Task objective:
Your answer should be the exact lines of the records, starting with the one containing "Reviewer note: make sure each instance of the cab" and running to the end.

Data supplied:
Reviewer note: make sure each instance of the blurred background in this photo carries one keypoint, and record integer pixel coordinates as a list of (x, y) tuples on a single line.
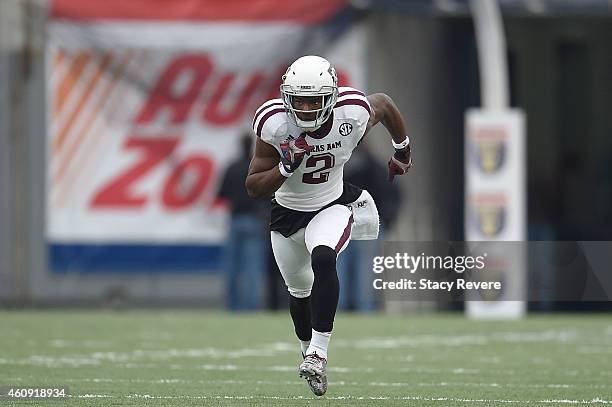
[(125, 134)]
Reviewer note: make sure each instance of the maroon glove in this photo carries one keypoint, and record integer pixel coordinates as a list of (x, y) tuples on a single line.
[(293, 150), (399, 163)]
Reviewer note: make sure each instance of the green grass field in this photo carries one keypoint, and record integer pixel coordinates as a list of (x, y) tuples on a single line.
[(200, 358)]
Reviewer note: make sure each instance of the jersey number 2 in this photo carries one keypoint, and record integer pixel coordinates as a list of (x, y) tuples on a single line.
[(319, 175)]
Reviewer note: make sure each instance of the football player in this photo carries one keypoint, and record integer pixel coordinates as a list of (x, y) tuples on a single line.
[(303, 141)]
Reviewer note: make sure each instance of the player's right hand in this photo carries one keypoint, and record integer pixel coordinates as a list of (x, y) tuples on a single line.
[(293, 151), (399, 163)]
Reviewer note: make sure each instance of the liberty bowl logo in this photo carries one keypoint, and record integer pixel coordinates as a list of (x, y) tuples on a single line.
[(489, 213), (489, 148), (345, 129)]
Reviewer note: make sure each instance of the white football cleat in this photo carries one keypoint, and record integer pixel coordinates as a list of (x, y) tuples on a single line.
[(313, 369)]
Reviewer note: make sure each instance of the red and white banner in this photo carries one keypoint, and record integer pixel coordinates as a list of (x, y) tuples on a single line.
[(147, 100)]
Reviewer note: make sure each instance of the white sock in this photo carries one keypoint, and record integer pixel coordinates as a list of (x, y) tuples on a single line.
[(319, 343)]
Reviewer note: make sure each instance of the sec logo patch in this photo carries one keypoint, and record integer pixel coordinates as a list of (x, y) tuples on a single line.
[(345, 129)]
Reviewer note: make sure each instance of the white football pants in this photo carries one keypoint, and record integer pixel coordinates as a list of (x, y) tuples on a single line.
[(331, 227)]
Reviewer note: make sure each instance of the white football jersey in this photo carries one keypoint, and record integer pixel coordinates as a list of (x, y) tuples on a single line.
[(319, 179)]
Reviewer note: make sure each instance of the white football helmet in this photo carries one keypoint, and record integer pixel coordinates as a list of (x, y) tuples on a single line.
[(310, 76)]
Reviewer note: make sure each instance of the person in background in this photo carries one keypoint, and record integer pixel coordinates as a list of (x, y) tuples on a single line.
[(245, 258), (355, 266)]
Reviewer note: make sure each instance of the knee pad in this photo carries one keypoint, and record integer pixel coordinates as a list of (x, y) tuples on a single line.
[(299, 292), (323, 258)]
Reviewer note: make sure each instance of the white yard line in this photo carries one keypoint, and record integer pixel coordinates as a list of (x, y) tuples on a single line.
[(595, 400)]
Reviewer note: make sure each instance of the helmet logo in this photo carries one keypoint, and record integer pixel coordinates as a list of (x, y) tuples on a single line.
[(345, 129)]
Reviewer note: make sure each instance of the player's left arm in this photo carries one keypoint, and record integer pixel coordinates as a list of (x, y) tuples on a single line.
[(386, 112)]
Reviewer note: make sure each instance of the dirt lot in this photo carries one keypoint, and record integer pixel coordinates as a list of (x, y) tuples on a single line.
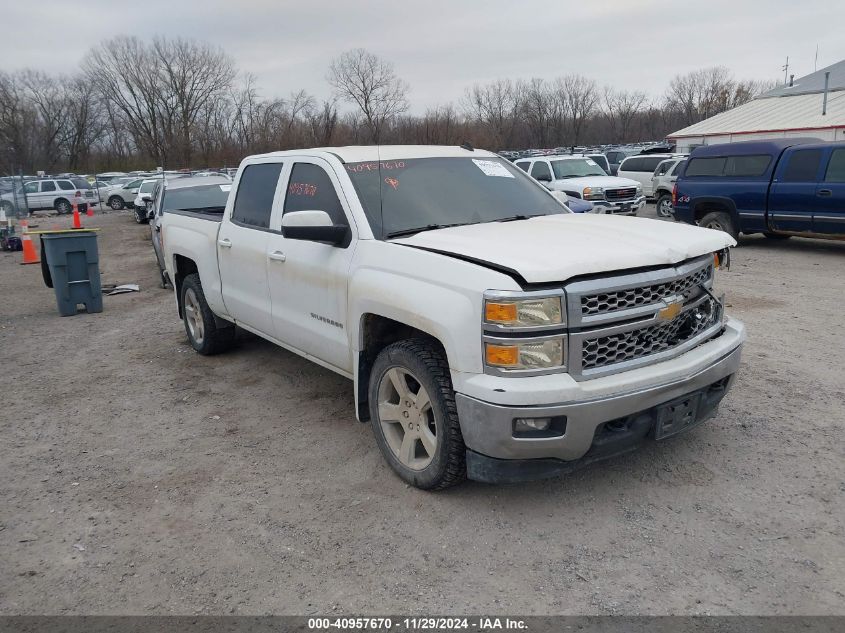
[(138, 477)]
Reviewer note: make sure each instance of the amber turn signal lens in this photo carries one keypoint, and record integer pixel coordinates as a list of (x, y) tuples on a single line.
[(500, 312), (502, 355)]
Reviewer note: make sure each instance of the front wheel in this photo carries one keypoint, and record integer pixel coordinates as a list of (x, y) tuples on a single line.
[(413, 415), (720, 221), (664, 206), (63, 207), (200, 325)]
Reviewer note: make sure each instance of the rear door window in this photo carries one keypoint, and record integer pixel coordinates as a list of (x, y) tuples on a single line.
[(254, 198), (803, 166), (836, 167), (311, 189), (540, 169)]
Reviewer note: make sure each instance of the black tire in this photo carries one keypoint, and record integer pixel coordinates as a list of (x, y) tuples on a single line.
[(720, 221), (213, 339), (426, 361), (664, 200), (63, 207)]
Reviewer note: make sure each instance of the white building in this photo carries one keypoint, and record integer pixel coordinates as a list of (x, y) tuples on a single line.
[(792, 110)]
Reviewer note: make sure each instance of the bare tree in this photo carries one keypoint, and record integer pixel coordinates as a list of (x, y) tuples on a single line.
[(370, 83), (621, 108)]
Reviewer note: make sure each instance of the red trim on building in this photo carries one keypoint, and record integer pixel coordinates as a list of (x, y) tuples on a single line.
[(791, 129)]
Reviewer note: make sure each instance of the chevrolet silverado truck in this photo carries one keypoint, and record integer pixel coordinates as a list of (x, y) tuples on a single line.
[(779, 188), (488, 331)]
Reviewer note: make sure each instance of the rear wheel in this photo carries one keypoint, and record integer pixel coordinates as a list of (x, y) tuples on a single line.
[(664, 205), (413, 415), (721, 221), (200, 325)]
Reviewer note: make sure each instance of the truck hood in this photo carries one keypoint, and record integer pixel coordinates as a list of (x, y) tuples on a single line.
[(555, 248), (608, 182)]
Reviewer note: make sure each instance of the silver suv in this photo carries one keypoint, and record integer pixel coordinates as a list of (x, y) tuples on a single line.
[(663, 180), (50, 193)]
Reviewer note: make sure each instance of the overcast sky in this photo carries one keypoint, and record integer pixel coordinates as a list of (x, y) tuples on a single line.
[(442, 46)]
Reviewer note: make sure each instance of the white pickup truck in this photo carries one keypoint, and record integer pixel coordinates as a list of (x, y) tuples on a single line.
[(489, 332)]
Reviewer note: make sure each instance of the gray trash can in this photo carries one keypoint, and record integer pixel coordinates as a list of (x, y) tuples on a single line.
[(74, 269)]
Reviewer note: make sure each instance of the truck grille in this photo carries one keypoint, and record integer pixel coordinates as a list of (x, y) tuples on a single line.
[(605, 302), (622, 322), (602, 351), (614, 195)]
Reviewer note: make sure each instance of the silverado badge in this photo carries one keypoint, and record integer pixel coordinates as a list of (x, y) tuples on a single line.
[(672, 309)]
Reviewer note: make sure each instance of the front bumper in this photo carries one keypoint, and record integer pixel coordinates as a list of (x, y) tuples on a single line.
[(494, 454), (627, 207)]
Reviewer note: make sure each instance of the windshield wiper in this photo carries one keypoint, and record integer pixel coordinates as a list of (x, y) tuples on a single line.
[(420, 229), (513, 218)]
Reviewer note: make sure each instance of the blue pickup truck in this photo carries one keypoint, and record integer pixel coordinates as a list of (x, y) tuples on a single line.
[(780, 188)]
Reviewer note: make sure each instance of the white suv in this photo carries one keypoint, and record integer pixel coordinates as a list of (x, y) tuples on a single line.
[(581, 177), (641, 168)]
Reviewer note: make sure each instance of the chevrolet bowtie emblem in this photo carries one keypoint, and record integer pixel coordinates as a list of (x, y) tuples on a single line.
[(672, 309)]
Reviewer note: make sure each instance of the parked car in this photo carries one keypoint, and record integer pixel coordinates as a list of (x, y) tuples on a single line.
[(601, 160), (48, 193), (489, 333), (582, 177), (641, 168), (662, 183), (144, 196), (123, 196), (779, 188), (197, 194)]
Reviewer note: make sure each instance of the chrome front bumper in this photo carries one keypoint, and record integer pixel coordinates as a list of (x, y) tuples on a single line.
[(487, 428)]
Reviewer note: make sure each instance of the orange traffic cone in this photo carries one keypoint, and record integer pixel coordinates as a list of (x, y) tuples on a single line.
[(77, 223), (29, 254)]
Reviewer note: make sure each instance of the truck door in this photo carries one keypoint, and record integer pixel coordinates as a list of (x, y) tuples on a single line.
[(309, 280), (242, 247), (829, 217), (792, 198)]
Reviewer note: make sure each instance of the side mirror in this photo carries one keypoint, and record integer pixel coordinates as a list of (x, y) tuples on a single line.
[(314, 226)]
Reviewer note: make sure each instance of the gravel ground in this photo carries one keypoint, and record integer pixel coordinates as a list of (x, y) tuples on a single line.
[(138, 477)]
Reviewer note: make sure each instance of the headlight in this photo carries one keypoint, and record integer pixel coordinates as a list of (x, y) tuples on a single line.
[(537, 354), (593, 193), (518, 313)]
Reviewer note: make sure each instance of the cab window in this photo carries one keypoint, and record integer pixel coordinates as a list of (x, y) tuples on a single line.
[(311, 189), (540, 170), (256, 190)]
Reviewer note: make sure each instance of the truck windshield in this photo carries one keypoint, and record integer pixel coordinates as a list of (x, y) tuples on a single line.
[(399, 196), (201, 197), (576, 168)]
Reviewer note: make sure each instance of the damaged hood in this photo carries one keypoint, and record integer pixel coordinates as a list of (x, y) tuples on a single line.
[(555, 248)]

Response box:
Reviewer note: make sure each instance of the cab window in this photo carries one keypoint, and record integer pixel coordinates as a list of (x, y) tuples on a single line.
[(311, 189), (540, 170), (256, 190)]
Reviewer note: make sure each instance of the truck windshield in this photo carries one keypoint, and record integer pixel coordinates as a list of (x, y) tuples on a single line.
[(399, 196), (201, 197), (576, 168)]
Reviewer note: make sure each instance of the damaged hood in this photo carries one keypoint, and record integer pixel coordinates as a list of (x, y) tuples on a single line.
[(555, 248)]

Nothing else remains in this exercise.